[Coordinate labeling data]
==============================
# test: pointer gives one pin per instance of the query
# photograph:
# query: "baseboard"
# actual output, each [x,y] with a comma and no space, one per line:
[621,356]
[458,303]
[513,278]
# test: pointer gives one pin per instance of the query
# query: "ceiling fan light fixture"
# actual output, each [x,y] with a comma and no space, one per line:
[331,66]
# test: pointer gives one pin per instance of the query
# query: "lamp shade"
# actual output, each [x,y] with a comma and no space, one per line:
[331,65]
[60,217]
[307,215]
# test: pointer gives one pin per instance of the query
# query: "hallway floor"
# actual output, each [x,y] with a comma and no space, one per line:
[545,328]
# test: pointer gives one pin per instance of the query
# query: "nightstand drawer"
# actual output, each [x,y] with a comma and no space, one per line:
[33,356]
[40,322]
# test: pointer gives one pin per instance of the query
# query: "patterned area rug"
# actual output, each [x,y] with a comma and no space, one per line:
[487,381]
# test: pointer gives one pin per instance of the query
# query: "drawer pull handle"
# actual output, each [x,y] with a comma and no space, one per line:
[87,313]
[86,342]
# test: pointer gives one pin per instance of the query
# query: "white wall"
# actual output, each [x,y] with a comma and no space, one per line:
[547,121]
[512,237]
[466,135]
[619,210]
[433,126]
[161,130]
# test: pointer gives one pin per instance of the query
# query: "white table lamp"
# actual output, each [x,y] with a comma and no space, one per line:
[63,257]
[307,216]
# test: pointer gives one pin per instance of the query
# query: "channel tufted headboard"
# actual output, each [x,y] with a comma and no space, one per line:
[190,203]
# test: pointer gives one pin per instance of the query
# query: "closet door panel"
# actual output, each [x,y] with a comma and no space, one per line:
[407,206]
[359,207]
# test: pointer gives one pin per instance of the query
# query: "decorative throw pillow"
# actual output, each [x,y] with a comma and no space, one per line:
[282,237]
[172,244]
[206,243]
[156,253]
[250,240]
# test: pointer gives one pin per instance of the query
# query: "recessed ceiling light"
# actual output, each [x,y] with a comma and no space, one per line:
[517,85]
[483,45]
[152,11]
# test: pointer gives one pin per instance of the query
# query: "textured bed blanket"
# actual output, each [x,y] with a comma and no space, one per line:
==============================
◆ WHAT IS ASKED: Quote all the records. Keep every word exact.

◆ WORKED ANSWER:
# test: pointer gives one pin per instance of the query
# photograph:
# query: "baseboard"
# actual output, each [x,y] with a comma and no space, one per line:
[621,356]
[458,303]
[513,278]
# test: pointer gives one pin per instance of the query
# query: "ceiling fan light fixture"
# actual output, each [x,y] with a comma and no space, one per line:
[331,66]
# test: pointer gives one pin per instance of the query
# query: "lamp shade"
# actual output, each [x,y] with a comma and no space, one per line:
[331,65]
[60,217]
[307,215]
# test: pointer gives one pin per instance of the query
# query: "hallway floor"
# actual output, each [x,y] with a comma and no space, one per line:
[545,328]
# test: pointer gives one pin per instance of the query
# query: "nightstand drawer"
# actual output, each [x,y] with a comma and no space, one per line:
[33,356]
[40,322]
# test: pointer gives one pin per instance of the query
# query: "patterned area rug"
# actual output, each [x,y] with a comma and no space, one per line:
[487,381]
# test: pointer gives one pin per instance of the query
# query: "drawer pull handle"
# actual output, each [x,y] with a comma and no space, one per line:
[87,313]
[86,342]
# test: pointer gives one pin per instance of the query
# query: "white wall"
# actual output, each [x,y] with a comma and no space, one per line:
[547,121]
[512,237]
[466,135]
[619,210]
[433,126]
[161,130]
# test: pointer gives one pin per instance of the query
# query: "white table lamp"
# actual output, each [x,y] with a comma and no space, one per line:
[63,257]
[307,216]
# test: pointer gives one pin per instance of the query
# query: "channel tufted headboard"
# actual output, each [x,y] with a comma and no space, one per line:
[190,203]
# test: pointer gives one pin per instance of the query
# query: "closet door panel"
# actual output, each [x,y] with a comma and no space, one per line:
[407,206]
[359,207]
# test: pointer gives one pin per instance of the query
# query: "decorative throw pillow"
# actual output, each [x,y] with a comma and no space, one per line:
[282,237]
[172,244]
[206,243]
[156,253]
[250,240]
# test: pointer gives one pin per instance of the query
# query: "recessed ceiling light"
# actual output, each [x,y] with a comma and no space, one per line:
[517,85]
[483,45]
[152,11]
# test: pointer gives one pin per instance of the query
# query: "textured bed blanket"
# actual output, each [x,y] with a comma and no space, one per line:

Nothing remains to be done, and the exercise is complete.